PROVIDED ENTRIES
---

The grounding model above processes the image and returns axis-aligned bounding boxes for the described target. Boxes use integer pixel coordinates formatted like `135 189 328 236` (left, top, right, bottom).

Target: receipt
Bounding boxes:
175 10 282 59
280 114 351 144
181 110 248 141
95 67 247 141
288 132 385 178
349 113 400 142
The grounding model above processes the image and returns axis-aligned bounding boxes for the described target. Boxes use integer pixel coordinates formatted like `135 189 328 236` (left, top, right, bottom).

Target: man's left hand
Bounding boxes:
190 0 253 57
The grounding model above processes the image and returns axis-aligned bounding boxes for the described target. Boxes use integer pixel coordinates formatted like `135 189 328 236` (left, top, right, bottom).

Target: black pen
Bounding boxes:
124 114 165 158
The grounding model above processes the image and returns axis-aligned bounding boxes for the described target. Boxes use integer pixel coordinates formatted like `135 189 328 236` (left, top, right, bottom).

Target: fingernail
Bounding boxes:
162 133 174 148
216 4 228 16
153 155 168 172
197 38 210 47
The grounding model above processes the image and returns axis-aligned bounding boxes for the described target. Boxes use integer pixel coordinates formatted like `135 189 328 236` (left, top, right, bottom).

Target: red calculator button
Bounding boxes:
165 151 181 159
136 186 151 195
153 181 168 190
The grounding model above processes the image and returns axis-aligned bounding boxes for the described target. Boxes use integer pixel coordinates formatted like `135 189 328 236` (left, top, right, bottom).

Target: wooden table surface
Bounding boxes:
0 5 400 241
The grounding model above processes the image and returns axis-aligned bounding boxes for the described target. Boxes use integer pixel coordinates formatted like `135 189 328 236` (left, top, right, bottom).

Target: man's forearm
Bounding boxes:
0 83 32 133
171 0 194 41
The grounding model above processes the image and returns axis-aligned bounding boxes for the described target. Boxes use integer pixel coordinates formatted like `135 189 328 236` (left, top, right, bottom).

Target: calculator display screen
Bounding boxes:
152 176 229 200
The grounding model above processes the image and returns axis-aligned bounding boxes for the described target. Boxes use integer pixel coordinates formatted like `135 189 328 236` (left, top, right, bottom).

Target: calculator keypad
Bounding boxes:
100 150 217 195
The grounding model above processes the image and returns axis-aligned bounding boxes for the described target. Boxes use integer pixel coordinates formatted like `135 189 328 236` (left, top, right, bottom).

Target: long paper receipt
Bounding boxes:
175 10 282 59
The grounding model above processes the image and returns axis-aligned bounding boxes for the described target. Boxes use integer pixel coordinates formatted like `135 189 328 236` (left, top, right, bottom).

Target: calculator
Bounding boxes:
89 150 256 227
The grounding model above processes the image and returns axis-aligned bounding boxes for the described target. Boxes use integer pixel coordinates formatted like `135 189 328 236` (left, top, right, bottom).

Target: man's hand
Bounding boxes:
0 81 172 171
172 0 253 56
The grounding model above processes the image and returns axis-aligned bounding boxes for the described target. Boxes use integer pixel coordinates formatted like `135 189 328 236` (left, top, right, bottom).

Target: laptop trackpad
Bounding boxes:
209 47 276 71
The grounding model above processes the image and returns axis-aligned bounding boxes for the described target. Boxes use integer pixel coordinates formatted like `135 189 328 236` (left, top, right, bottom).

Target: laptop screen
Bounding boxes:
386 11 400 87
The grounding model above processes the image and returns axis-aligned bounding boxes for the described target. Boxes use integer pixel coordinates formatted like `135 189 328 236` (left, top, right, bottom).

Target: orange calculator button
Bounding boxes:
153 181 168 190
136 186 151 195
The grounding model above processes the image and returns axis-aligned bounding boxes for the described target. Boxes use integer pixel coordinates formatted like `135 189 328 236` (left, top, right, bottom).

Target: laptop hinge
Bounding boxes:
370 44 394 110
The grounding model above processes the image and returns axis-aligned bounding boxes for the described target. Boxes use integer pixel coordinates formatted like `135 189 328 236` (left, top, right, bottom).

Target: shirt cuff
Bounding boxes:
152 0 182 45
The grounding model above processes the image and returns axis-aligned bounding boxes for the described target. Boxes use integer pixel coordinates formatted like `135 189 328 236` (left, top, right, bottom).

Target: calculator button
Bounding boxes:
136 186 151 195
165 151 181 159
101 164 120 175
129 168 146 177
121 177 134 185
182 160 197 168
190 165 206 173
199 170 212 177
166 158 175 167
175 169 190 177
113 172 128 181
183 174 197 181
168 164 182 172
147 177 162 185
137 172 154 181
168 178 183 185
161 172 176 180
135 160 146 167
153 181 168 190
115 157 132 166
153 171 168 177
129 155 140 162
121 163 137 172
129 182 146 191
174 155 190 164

---

GOAL OF THE EXERCISE
How many lines of the data above contain the word "laptop"? Reply with the number alone.

RESPONSE TO THIS EXERCISE
3